**Task description**. Return the tail of the records exactly, starting from the line containing "the car roof" and ending with the final line.

(Photo-based referring expression data)
====================
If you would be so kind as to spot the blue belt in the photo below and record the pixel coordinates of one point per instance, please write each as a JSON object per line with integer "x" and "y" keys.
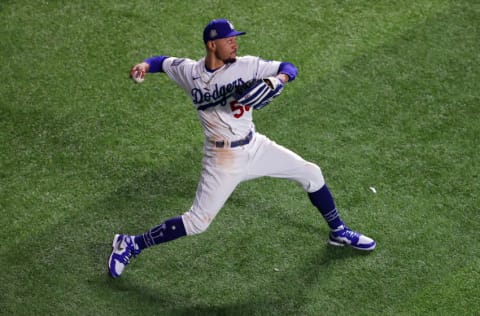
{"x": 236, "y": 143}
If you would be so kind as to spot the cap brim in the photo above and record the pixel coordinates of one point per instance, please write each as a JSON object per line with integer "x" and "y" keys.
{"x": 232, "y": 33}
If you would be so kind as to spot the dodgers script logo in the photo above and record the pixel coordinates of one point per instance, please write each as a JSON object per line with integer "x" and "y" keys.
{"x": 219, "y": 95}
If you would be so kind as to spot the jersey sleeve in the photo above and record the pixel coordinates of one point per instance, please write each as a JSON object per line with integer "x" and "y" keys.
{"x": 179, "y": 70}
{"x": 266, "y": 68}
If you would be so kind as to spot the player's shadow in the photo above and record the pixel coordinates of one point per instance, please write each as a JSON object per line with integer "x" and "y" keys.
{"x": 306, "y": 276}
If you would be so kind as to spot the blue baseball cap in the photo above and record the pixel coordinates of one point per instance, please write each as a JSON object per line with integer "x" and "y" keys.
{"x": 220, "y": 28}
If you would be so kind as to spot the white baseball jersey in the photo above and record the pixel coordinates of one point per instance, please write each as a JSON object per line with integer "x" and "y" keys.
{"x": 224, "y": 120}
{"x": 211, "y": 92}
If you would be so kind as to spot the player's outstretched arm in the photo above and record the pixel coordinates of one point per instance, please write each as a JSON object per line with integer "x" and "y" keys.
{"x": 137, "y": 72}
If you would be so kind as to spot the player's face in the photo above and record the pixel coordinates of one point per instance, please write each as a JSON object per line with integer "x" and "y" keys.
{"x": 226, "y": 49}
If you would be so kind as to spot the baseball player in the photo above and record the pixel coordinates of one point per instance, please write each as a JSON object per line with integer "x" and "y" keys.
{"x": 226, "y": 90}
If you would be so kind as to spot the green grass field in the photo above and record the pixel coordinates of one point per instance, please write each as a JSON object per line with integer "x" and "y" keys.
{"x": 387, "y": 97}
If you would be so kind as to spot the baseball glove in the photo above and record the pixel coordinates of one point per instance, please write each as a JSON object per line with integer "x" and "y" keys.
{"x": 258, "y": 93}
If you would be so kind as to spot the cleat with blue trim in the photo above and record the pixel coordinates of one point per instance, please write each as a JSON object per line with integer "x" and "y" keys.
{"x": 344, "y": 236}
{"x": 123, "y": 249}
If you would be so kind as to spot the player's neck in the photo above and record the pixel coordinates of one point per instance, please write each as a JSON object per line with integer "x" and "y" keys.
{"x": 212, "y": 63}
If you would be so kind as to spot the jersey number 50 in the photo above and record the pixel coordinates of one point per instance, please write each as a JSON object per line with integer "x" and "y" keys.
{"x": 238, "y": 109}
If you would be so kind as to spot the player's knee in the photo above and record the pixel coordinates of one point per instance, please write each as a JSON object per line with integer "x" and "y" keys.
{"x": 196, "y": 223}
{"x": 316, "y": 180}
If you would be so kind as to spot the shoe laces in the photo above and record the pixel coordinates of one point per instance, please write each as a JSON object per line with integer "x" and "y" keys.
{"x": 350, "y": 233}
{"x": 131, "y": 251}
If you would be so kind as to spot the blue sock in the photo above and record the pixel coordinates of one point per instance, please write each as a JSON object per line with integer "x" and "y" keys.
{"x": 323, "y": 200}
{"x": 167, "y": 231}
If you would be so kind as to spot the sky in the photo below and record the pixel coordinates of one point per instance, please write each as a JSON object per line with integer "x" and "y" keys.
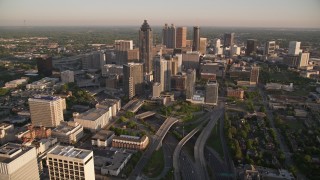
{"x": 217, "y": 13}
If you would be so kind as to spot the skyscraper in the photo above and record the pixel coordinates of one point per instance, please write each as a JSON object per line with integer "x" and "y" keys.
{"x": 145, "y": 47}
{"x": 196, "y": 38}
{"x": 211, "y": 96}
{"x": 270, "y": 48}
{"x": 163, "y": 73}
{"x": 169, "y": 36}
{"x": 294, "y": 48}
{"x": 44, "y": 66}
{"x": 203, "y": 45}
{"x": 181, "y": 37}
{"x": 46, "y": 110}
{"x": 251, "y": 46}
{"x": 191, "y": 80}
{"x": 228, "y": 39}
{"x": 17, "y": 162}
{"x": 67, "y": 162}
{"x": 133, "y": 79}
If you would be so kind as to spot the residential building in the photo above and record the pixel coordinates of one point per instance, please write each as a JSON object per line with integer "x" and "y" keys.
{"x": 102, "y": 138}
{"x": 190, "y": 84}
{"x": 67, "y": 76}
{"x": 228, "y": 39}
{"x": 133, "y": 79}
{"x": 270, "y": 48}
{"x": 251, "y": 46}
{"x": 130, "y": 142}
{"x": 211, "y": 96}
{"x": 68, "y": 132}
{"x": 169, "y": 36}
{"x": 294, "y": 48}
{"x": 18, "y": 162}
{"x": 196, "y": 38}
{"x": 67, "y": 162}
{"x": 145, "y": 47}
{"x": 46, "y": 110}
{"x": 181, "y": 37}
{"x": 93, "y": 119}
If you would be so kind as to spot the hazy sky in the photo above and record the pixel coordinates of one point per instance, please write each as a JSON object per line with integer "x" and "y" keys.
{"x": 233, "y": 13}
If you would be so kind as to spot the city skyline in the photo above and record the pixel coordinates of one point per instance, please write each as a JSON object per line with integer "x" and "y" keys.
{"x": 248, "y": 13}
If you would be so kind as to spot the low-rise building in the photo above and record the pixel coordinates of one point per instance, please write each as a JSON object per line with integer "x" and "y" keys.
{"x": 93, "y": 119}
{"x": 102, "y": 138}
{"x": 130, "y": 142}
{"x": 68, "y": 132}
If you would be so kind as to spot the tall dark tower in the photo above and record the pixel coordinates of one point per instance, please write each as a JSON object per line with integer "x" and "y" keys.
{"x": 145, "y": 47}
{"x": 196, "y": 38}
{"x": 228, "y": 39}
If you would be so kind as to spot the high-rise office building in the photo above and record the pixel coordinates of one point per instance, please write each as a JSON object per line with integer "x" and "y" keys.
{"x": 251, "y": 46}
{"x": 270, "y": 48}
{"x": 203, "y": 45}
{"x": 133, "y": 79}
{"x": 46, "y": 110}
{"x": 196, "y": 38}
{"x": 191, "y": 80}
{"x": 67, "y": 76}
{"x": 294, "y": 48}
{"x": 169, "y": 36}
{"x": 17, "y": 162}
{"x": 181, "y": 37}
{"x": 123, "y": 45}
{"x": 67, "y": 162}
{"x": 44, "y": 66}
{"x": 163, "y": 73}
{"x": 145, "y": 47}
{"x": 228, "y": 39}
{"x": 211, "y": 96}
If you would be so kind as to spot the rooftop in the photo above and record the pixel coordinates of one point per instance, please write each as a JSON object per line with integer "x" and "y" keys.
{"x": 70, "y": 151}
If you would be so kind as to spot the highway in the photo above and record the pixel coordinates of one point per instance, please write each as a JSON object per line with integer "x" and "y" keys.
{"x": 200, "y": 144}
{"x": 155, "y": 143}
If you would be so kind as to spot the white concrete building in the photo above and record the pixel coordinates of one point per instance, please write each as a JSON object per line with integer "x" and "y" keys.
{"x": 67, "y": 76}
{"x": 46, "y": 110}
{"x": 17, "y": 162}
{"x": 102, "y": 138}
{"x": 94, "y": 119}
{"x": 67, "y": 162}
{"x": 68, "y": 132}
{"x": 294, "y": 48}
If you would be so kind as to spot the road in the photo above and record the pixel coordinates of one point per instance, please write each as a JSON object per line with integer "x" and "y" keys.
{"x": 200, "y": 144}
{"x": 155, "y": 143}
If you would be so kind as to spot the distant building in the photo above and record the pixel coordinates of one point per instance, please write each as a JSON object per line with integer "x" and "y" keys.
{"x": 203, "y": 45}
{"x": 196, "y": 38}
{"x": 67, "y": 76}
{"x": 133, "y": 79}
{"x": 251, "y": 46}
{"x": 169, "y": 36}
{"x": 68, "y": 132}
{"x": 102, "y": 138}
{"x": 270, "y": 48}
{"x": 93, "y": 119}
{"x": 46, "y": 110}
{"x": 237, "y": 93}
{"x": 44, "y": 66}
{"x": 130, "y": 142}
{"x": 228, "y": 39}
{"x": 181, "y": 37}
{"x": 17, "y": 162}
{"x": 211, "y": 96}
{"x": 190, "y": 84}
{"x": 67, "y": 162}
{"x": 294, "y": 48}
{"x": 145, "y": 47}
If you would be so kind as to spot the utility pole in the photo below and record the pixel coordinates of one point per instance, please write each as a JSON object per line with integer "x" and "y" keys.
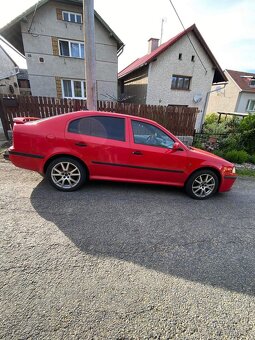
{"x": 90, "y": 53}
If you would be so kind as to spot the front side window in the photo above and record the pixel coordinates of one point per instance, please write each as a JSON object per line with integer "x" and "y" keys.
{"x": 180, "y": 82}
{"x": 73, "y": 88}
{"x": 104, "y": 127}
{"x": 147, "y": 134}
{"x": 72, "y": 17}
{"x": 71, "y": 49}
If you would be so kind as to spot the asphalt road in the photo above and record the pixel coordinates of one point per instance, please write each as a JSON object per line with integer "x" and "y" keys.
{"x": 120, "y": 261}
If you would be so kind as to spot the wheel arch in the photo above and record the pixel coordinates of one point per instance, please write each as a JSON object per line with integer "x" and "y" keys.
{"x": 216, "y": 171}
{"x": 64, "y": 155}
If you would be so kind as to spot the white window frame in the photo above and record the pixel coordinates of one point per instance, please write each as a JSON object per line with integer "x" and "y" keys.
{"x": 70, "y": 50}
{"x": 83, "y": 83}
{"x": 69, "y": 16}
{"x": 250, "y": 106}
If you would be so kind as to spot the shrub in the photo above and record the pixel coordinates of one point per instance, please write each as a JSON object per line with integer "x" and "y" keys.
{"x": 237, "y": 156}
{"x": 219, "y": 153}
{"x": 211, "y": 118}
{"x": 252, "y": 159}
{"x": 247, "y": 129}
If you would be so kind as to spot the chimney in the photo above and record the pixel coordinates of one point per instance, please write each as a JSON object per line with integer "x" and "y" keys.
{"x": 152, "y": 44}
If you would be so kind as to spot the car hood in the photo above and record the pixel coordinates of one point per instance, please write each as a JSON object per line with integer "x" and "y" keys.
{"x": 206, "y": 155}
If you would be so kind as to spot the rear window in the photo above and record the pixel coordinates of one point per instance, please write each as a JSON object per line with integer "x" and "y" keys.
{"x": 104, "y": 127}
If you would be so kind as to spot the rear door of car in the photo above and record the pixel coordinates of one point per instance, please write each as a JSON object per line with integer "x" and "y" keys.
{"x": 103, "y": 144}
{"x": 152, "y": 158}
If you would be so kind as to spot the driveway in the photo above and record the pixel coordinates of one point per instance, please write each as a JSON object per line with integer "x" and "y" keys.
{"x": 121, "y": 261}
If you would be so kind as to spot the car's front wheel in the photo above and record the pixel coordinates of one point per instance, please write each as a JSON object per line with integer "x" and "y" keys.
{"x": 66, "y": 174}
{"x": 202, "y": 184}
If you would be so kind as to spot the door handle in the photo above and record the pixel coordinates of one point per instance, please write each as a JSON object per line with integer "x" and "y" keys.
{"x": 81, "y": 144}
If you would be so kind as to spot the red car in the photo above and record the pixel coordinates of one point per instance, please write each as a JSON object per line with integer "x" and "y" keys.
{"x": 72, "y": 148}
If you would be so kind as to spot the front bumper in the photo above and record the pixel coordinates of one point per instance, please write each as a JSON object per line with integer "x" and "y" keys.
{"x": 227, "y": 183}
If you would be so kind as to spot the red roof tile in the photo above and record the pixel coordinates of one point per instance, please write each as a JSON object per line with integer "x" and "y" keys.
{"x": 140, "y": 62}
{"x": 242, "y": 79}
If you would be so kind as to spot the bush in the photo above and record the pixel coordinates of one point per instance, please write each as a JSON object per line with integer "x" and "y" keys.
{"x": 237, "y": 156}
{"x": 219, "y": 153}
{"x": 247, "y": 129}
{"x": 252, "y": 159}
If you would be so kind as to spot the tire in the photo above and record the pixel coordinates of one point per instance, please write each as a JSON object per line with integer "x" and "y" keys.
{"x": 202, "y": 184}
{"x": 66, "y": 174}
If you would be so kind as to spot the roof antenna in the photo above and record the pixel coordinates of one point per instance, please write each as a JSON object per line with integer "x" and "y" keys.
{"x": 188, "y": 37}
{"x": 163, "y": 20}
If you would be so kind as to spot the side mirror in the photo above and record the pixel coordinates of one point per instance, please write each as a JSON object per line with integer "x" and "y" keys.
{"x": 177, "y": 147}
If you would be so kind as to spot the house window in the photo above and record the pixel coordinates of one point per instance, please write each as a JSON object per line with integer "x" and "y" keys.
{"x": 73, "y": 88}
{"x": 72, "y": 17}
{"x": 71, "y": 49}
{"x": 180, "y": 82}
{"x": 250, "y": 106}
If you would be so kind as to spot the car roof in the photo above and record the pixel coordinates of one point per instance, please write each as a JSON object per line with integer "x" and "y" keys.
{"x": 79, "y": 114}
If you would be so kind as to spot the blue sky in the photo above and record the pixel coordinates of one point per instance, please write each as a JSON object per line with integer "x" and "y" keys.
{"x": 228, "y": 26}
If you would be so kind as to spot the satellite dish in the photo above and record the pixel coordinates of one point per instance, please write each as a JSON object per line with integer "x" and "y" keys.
====================
**Answer**.
If you would be so kind as to spot the car roof in the photo above and record the pixel coordinates of one point per instance, please write each as a JSON object per line with integer "x" and "y" keys.
{"x": 79, "y": 114}
If you would be so kind as to spot the blue sky in the photo above and record the pixel coordinates of one point per instance, please write each as a JSON object per line with integer "x" and "y" keys.
{"x": 228, "y": 26}
If you would be so kind as to spot the satellite dish in the photo above and record the pixel coordinates of one point per instance, please write each as a JSON object per line with integer "x" and "y" keys.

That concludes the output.